## PROBLEM STATEMENT
Each line of the entries below that holds "photograph" is needed, copied in full.

Referring expression data
<<<<
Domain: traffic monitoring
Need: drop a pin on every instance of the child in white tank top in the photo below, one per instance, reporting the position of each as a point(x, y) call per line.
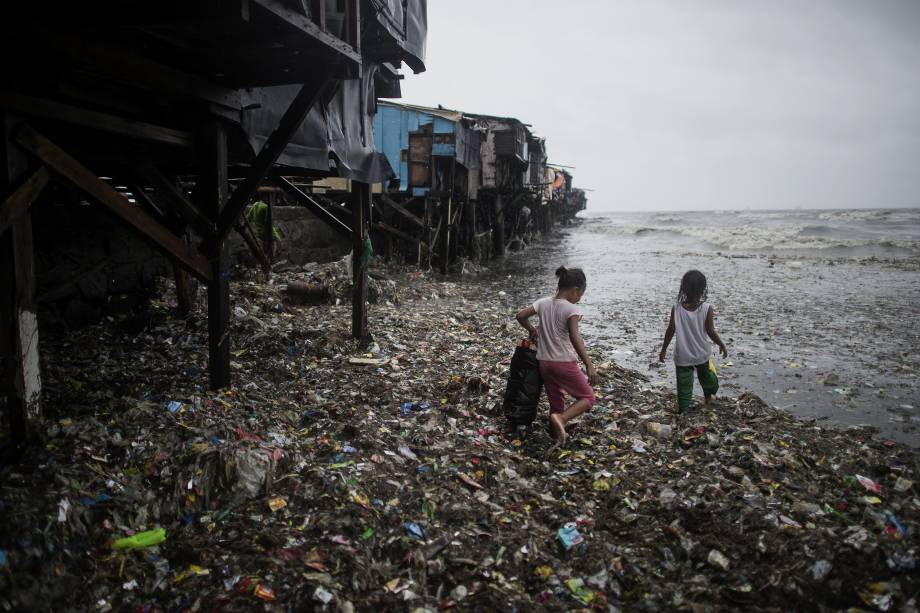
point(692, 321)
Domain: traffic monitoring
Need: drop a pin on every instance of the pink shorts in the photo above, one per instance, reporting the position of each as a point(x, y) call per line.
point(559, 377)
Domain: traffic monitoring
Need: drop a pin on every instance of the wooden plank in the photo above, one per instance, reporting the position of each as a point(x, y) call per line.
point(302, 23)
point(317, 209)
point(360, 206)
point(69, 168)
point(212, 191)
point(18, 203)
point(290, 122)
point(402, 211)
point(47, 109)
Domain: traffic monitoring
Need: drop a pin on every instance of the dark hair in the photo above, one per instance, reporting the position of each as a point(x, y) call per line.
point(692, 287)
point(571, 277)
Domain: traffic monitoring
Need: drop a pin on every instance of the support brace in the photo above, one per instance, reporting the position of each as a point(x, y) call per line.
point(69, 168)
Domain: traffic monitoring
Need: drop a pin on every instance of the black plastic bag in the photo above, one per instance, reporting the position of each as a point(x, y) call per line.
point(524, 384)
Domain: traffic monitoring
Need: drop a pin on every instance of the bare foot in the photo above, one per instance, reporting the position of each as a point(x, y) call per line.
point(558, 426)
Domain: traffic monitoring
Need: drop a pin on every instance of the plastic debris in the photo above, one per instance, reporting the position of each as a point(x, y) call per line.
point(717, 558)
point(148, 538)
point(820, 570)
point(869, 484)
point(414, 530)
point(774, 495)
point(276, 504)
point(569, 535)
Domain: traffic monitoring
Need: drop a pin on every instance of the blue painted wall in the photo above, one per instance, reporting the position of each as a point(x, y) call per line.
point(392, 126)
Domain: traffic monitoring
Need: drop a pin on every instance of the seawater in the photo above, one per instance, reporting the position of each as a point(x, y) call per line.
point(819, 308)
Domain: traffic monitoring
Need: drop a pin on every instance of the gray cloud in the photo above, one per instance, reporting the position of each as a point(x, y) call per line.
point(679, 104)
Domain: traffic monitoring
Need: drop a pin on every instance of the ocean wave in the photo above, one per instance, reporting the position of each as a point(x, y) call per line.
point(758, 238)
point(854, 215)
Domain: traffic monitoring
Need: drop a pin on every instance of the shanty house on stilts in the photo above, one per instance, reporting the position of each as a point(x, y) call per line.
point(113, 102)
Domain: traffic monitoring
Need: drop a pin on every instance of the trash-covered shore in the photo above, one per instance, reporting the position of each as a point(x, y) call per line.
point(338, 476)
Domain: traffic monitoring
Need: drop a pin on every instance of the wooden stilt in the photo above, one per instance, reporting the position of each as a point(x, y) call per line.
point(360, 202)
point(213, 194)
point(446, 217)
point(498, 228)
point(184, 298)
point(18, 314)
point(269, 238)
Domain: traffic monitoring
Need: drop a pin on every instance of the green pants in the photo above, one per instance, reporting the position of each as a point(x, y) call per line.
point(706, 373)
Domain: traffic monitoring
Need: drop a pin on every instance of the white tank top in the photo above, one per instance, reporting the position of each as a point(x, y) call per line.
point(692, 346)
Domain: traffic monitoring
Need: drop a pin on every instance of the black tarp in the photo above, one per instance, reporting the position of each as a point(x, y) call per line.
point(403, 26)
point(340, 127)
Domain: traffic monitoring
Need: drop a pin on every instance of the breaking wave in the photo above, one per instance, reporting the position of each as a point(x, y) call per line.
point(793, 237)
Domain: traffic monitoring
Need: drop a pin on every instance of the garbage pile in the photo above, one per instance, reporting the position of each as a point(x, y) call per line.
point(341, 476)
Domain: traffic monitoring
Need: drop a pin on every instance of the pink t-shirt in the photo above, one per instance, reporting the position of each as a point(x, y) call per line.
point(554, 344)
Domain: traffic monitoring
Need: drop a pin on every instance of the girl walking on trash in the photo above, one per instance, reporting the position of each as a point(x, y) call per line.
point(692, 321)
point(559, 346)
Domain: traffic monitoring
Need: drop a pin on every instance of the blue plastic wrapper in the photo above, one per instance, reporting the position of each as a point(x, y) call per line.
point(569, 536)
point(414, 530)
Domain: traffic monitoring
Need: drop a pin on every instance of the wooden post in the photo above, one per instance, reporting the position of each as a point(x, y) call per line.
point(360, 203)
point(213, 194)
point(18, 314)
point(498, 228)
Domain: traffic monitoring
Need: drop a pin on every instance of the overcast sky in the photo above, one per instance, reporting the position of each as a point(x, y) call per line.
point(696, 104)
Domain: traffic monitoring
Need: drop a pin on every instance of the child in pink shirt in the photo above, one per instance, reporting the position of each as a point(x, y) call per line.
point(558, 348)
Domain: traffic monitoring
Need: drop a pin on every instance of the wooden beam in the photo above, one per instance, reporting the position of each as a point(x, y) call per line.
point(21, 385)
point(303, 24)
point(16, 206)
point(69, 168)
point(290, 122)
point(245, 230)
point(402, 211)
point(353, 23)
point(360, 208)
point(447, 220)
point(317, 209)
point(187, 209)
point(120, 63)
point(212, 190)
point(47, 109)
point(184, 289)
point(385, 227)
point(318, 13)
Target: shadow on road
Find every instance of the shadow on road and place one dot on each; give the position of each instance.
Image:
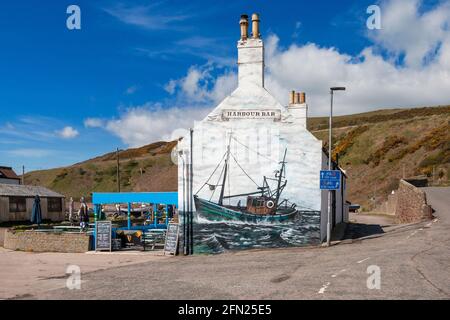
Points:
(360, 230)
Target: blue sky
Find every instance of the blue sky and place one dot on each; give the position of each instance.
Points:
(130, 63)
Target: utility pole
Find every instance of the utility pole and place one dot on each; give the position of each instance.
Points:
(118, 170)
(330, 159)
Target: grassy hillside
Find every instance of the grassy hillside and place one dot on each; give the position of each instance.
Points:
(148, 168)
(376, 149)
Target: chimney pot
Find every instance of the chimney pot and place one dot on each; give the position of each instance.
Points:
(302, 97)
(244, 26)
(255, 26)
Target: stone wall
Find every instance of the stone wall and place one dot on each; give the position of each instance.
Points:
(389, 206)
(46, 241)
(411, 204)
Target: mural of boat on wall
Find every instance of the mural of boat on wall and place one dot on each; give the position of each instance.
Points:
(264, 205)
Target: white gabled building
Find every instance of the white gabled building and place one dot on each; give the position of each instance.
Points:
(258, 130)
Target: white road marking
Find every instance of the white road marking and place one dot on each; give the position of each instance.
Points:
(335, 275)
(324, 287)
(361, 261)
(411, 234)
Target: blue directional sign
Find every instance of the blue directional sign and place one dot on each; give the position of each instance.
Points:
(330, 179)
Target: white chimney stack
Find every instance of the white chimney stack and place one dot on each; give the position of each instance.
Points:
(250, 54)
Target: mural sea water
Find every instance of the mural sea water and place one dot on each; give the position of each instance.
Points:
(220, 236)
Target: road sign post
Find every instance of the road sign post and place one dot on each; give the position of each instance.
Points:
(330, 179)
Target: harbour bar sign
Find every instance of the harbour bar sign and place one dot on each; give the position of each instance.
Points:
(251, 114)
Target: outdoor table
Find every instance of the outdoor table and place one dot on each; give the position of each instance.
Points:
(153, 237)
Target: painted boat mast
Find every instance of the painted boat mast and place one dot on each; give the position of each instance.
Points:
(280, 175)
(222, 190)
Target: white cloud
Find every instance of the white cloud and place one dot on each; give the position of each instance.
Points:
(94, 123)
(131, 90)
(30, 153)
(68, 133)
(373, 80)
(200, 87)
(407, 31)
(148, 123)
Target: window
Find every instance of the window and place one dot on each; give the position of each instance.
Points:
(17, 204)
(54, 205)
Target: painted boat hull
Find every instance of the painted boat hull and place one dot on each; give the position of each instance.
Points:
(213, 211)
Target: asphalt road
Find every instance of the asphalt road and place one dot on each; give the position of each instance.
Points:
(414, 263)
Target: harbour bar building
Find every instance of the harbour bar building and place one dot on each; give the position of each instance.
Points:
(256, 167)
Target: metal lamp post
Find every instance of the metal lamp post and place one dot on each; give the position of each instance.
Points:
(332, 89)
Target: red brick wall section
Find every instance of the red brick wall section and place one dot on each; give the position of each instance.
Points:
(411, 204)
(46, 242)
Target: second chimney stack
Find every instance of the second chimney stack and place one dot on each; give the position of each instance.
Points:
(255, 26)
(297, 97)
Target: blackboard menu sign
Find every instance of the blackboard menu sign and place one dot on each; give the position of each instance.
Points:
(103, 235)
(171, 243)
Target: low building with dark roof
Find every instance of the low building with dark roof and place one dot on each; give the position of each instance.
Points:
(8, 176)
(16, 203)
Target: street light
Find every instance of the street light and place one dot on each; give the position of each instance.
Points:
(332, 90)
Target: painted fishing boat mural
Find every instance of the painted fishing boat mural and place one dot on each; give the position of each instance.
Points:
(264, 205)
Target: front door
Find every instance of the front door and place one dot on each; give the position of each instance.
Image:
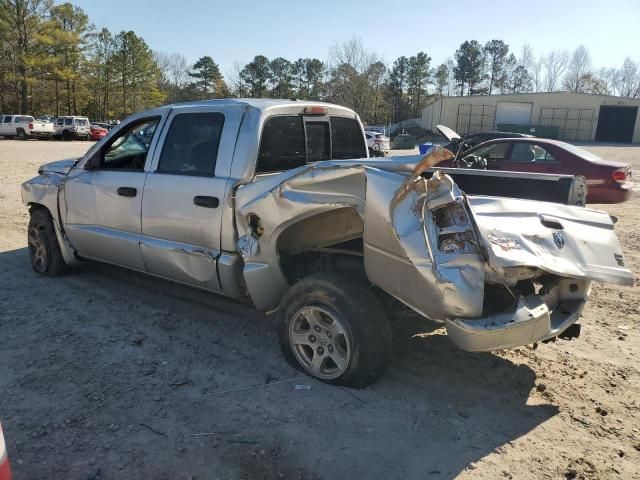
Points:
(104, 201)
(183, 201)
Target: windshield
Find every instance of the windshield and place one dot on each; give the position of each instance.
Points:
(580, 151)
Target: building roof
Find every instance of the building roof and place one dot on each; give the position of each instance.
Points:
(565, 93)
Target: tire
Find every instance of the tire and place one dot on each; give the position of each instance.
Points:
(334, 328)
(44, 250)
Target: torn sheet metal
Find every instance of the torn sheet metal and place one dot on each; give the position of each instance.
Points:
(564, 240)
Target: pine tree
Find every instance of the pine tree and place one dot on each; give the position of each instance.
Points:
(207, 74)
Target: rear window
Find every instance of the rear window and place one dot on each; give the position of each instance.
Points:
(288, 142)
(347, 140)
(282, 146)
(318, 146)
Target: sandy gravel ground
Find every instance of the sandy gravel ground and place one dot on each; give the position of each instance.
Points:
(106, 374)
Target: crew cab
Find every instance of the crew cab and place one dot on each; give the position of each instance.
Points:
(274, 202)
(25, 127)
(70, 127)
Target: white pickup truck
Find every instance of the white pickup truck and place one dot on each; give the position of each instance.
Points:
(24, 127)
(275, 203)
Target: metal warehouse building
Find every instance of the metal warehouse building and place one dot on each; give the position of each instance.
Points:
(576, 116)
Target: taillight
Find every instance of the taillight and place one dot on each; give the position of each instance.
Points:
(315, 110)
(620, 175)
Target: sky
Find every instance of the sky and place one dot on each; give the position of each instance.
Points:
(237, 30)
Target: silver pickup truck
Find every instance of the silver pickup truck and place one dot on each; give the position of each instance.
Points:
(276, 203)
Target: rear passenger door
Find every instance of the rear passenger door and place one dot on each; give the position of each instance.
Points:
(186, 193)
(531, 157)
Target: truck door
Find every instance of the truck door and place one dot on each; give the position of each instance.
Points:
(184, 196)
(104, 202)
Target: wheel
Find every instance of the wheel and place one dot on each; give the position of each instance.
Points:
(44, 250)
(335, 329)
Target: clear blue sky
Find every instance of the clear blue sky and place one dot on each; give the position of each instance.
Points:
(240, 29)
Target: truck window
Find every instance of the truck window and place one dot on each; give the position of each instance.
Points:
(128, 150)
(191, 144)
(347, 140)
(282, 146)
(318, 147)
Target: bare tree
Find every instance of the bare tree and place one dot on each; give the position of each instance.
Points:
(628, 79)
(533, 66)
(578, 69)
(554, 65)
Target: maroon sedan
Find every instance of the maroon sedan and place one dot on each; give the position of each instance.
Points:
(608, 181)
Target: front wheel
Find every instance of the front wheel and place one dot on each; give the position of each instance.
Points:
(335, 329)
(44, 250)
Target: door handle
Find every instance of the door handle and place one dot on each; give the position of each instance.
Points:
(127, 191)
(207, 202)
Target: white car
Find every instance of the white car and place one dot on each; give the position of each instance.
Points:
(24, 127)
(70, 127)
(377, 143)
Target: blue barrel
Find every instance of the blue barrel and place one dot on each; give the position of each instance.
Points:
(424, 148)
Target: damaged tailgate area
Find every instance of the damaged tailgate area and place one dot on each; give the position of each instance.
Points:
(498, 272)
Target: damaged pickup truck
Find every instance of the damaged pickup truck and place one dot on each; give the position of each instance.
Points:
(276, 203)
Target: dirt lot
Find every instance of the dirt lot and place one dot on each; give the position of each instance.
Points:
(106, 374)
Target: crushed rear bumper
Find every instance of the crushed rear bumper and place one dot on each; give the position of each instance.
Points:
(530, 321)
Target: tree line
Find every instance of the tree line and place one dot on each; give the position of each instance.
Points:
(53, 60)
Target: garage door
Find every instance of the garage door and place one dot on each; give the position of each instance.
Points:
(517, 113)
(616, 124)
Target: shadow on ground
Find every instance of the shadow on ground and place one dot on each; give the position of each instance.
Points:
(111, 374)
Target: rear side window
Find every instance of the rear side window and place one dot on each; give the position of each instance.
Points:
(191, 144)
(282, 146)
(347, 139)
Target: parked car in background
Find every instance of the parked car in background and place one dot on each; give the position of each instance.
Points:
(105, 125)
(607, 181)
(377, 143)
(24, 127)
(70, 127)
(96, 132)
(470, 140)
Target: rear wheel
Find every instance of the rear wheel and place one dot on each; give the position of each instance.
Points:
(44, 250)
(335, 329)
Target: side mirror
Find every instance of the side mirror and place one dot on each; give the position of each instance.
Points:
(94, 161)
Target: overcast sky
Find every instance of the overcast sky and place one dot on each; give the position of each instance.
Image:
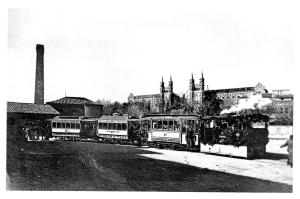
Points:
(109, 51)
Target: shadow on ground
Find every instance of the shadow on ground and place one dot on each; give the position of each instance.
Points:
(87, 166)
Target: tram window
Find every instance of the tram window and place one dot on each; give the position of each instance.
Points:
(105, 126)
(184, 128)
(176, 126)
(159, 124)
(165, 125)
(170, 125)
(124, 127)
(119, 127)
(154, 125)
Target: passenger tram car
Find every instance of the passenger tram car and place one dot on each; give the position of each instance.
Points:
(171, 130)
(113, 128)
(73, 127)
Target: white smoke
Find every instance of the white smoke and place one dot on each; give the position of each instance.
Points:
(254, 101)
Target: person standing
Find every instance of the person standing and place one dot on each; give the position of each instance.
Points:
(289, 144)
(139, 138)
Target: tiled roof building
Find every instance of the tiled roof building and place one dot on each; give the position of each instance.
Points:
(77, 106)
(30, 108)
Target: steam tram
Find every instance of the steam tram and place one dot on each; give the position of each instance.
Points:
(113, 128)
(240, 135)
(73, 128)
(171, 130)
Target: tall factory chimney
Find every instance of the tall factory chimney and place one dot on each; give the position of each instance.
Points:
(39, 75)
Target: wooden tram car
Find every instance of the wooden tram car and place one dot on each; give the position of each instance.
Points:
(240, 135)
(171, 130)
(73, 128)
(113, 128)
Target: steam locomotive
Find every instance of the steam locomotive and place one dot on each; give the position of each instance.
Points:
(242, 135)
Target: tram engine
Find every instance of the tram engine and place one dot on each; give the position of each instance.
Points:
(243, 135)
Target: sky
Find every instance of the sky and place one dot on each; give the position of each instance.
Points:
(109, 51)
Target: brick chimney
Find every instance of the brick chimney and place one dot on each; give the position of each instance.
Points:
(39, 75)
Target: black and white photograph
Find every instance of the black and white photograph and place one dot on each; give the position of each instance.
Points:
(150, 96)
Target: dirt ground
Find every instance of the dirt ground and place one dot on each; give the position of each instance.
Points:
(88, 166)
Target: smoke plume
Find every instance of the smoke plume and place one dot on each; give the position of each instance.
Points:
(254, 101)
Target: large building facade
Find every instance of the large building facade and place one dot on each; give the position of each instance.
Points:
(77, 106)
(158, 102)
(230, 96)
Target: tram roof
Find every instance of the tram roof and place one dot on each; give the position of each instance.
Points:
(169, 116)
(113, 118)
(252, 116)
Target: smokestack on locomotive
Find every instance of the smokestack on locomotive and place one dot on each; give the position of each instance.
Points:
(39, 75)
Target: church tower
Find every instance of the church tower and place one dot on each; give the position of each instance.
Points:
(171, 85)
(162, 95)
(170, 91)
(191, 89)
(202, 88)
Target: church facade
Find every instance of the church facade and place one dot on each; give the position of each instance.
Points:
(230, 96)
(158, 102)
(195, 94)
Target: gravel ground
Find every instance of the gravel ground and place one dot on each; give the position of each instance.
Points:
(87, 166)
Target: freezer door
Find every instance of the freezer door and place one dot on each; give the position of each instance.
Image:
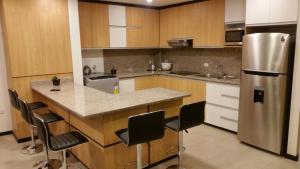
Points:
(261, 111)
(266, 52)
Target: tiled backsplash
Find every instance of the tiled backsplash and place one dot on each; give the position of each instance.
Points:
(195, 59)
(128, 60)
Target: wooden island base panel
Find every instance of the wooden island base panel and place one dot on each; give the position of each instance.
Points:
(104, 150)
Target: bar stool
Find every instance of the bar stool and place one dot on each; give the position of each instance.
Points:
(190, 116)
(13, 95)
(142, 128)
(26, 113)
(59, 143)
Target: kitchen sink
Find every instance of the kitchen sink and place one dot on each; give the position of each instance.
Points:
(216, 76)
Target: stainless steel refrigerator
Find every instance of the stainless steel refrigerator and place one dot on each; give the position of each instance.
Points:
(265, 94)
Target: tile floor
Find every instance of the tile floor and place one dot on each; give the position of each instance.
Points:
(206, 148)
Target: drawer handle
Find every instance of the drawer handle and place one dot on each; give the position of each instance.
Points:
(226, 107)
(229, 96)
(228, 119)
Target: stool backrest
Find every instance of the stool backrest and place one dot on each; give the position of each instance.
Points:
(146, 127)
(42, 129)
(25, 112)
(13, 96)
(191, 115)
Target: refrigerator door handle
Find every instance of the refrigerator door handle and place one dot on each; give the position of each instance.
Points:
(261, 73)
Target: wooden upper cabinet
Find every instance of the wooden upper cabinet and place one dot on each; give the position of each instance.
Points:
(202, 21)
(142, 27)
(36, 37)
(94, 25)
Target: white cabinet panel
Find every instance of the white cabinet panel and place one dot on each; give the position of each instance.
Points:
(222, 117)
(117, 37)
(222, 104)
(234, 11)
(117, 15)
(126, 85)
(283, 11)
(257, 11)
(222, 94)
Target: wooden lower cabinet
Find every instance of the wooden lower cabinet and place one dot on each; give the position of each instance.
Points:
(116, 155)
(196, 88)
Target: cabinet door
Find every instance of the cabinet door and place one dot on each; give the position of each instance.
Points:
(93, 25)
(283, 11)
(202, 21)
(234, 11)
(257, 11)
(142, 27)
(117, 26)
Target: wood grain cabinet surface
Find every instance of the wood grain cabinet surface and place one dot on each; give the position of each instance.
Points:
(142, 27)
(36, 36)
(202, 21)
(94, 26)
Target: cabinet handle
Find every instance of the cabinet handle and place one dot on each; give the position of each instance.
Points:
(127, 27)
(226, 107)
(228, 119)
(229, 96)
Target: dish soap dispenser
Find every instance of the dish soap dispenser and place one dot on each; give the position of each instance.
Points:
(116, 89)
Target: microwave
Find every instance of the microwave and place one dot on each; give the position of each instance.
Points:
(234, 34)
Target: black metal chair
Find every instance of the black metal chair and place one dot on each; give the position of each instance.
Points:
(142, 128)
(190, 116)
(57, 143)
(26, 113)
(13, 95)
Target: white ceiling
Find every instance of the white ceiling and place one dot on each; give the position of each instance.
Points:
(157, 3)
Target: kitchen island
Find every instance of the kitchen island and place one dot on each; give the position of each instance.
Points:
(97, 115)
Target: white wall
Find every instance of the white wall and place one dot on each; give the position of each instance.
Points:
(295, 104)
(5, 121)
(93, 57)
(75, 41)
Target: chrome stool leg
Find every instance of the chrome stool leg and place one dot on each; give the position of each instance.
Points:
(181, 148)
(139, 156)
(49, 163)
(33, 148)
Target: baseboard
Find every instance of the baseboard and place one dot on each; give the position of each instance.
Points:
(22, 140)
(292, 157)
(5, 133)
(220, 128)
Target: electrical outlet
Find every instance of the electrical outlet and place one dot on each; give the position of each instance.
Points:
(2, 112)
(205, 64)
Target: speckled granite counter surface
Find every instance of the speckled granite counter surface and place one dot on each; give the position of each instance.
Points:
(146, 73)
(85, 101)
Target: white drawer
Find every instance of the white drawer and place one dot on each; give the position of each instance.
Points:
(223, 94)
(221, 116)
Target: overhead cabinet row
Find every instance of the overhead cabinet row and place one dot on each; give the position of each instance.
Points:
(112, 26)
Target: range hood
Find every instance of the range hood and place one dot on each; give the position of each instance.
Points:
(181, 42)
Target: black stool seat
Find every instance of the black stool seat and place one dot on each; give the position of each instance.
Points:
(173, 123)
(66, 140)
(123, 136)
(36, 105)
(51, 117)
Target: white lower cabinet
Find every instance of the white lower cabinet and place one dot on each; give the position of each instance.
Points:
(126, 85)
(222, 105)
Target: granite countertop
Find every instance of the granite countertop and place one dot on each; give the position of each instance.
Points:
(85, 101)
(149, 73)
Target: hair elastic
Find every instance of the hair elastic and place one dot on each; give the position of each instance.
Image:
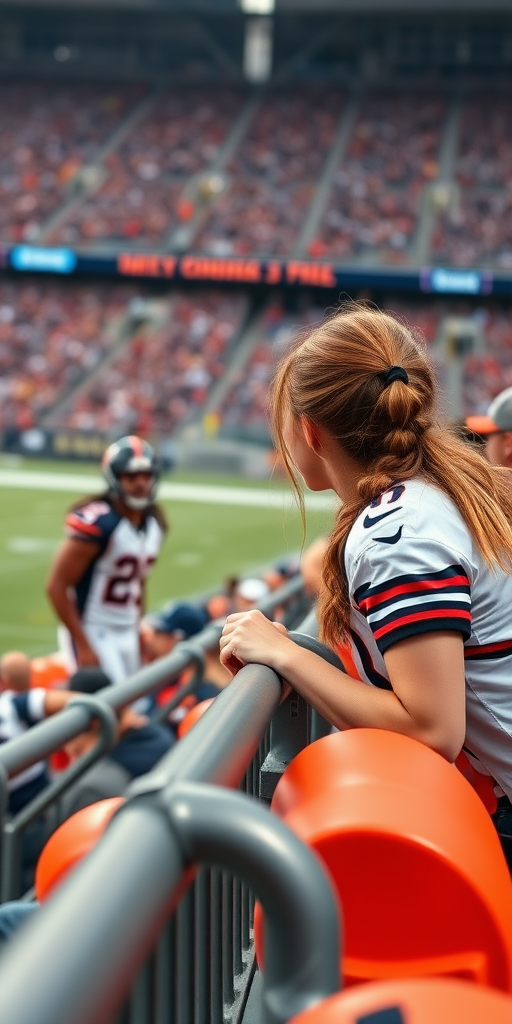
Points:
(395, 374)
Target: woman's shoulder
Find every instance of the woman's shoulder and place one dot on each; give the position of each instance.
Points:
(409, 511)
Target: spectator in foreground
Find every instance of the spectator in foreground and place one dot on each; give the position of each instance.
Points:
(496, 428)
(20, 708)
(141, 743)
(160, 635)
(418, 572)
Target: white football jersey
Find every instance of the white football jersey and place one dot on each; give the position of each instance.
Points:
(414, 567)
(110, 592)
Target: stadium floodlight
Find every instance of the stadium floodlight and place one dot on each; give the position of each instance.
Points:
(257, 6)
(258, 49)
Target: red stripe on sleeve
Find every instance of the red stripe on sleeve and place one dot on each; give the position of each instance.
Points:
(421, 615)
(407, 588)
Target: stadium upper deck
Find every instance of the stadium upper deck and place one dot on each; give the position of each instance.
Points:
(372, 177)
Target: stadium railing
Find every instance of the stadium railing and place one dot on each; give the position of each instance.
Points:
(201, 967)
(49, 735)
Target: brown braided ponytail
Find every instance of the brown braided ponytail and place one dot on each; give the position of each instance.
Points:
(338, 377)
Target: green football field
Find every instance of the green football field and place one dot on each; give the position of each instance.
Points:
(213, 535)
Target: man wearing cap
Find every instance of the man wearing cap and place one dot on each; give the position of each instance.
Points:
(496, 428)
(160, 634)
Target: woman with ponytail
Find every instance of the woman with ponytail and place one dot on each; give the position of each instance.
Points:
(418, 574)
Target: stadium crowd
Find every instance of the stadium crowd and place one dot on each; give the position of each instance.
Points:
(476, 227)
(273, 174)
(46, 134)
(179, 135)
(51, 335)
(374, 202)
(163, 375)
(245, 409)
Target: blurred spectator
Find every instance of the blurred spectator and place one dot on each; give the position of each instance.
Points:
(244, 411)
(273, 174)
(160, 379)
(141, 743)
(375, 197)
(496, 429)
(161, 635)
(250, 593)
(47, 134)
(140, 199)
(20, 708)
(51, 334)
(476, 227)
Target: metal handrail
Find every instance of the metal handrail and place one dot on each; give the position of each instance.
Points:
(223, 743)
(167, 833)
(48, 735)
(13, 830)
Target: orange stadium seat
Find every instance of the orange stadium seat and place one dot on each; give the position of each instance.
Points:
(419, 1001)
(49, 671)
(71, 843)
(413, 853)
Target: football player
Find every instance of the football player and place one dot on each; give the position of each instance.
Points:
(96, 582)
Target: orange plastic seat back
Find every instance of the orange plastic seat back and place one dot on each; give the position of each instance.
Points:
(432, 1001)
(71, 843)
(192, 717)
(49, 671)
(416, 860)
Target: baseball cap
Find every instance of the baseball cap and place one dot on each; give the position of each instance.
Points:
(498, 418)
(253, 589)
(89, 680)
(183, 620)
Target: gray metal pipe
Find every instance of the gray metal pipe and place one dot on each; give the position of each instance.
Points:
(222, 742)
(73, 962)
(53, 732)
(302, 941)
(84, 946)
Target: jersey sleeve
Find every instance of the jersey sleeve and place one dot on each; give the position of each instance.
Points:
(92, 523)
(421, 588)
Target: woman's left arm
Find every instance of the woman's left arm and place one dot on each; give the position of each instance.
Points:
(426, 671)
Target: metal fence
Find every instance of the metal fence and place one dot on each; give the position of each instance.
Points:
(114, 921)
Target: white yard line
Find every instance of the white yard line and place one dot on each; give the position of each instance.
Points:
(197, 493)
>>>>
## RESPONSE
Target: black and white photograph
Find every instance of the black and white photograph and place one dot on each; give the position of each instance.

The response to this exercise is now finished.